[Referring expression pointing data]
- - - - -

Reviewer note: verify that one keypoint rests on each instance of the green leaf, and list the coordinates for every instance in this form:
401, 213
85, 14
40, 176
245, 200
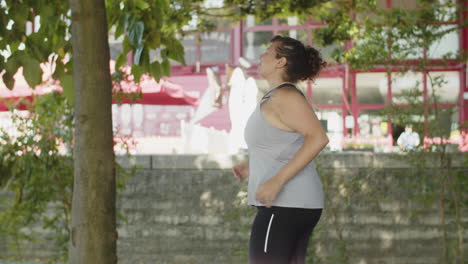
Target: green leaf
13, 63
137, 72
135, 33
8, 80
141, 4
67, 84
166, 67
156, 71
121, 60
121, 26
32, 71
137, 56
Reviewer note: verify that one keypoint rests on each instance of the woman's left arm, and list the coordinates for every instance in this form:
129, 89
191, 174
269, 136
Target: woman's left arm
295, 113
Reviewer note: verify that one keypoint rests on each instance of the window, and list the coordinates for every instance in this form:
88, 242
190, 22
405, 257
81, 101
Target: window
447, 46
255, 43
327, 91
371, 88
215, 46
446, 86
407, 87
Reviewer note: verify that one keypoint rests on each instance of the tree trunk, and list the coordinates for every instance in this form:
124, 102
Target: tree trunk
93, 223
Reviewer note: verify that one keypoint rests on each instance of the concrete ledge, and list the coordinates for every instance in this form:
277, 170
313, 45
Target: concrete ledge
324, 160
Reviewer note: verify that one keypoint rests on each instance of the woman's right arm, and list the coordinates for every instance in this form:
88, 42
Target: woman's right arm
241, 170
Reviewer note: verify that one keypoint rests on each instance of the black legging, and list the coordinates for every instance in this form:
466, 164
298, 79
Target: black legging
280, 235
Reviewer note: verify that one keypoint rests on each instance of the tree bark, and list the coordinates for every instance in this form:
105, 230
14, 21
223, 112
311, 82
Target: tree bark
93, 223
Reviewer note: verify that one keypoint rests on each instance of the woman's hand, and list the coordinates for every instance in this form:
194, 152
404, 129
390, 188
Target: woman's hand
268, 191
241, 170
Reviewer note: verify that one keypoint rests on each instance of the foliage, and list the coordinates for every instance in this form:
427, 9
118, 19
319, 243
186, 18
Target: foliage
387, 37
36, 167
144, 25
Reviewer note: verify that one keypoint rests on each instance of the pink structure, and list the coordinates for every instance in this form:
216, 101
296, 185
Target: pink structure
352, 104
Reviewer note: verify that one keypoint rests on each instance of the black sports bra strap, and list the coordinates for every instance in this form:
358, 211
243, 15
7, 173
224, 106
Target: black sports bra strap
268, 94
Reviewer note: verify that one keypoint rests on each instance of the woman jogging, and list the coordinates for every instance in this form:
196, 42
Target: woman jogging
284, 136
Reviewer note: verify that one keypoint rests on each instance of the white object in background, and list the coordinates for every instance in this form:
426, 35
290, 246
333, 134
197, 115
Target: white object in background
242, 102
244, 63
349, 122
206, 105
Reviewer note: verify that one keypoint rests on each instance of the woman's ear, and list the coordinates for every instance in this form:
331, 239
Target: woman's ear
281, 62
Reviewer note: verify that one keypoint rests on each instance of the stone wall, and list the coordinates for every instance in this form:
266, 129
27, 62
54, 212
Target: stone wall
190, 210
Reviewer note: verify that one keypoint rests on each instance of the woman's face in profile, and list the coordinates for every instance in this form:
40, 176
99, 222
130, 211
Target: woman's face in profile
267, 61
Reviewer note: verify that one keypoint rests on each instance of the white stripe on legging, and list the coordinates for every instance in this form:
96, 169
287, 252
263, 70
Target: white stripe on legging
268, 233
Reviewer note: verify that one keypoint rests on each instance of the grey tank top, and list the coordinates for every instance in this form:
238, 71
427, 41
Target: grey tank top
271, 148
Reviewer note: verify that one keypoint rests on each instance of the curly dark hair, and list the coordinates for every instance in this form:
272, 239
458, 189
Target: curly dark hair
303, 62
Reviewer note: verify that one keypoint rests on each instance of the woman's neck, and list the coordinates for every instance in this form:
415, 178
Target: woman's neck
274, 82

- - - - -

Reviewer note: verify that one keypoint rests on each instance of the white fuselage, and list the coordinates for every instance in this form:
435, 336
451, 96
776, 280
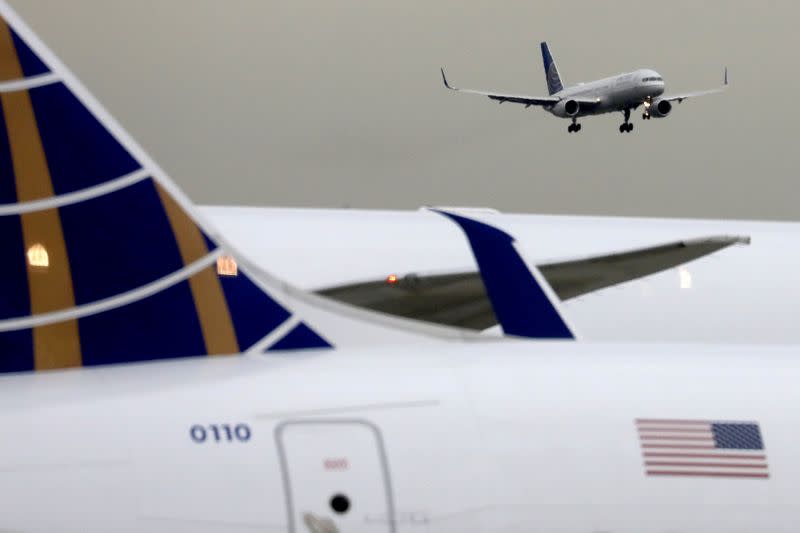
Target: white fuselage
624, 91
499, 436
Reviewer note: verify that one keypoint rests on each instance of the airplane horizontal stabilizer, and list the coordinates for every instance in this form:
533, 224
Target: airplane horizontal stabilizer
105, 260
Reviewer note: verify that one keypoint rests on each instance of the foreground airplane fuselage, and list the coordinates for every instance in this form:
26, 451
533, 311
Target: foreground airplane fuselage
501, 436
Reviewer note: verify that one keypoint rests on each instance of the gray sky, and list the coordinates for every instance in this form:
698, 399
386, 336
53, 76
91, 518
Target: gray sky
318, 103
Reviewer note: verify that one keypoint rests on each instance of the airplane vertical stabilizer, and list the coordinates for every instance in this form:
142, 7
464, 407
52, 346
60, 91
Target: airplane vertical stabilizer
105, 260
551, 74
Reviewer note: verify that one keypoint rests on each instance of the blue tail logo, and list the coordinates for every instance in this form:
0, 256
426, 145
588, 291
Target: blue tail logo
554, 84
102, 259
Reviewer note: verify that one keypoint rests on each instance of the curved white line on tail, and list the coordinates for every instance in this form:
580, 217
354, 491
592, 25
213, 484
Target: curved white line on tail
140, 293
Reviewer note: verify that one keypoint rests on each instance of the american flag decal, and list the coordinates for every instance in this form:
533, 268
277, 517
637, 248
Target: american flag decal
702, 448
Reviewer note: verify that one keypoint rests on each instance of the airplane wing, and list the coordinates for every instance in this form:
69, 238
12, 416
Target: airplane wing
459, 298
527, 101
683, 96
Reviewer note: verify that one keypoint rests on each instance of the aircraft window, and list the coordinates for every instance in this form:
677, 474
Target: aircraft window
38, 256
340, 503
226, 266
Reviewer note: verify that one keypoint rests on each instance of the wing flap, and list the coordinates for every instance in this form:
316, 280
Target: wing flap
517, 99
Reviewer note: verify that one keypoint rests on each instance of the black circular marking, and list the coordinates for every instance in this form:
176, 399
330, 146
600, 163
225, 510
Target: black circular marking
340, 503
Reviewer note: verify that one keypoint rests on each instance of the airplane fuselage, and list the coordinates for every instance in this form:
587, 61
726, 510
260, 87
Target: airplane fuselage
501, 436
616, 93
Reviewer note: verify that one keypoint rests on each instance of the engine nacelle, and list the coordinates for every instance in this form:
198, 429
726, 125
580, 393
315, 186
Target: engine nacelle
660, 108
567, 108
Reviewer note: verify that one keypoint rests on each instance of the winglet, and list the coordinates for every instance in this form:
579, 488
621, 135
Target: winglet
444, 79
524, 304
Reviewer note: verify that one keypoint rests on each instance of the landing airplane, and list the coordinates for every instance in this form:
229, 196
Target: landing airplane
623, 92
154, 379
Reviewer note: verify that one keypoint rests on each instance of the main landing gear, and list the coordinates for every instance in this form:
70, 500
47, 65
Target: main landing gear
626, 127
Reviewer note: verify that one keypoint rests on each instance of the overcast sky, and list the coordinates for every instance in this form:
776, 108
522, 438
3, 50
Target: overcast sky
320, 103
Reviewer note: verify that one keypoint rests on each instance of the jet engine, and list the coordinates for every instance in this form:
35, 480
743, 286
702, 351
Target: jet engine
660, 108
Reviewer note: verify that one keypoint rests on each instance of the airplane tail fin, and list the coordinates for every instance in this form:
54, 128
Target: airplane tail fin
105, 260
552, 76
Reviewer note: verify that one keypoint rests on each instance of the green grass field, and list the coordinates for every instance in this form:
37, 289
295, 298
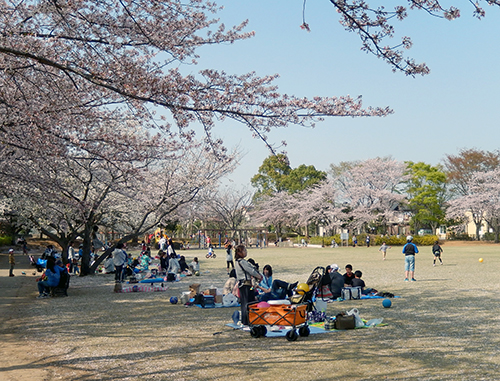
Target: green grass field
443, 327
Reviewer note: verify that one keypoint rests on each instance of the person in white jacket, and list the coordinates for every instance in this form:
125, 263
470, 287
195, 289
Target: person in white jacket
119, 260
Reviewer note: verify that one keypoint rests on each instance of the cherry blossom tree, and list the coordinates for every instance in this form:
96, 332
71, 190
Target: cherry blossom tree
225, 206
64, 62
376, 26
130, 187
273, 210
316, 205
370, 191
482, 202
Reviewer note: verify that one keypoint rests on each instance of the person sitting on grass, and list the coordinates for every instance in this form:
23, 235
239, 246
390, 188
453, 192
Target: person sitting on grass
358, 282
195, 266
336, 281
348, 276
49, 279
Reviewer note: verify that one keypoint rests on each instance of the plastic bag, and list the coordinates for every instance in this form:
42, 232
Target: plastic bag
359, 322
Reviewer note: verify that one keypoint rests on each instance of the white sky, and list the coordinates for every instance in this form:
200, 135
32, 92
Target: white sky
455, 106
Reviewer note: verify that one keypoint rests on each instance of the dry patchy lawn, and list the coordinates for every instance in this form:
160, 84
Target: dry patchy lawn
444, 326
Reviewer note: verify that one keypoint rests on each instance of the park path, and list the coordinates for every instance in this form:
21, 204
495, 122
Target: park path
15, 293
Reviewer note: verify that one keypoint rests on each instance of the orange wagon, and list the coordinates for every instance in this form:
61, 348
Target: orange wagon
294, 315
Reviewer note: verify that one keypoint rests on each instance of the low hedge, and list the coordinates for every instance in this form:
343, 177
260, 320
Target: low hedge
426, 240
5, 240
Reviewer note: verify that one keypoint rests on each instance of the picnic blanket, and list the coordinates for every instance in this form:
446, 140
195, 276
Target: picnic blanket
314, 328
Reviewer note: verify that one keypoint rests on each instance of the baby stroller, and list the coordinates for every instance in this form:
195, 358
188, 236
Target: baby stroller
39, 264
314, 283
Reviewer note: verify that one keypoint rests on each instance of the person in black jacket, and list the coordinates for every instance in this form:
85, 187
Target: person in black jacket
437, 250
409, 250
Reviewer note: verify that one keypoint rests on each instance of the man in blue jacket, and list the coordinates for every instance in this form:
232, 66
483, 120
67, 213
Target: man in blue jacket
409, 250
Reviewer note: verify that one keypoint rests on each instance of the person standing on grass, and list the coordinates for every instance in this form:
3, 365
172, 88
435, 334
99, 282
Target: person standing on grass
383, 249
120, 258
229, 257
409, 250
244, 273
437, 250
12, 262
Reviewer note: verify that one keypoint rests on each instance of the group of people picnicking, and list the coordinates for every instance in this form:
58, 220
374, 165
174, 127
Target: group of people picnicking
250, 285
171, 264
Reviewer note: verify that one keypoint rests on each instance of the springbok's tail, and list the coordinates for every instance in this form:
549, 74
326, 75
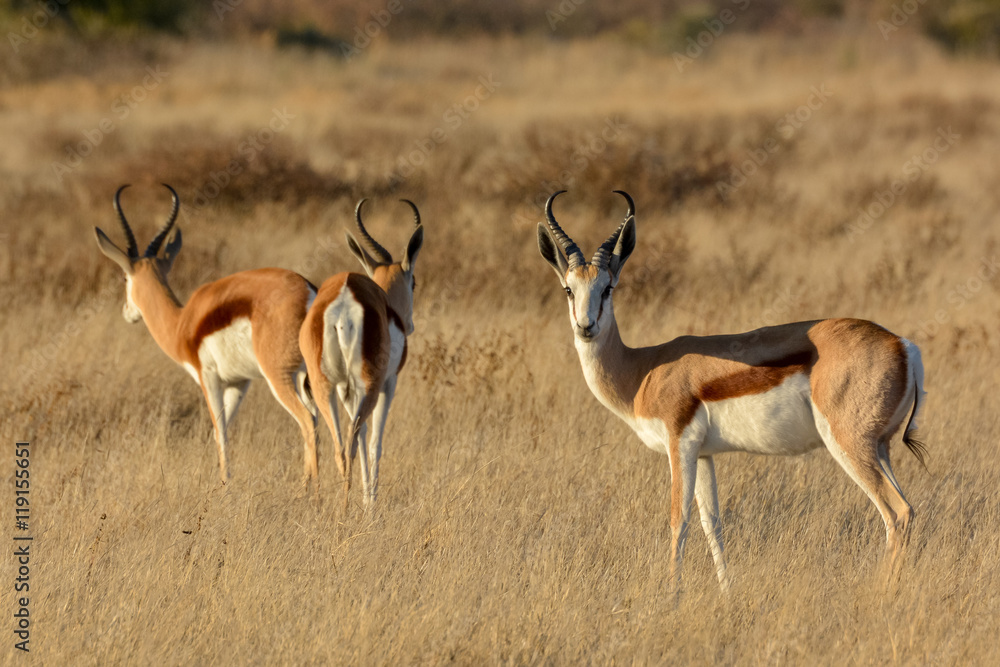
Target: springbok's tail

- - - - -

* **ASSIGNMENT**
Find the word "springbok" in the records, and report each line that has it.

* **TASK SOLUTION**
Reviewer note: verify that one keypoint rests on each instance of the springbok's tail, and list the coordinates for every instance in this form:
Target: springbok's tail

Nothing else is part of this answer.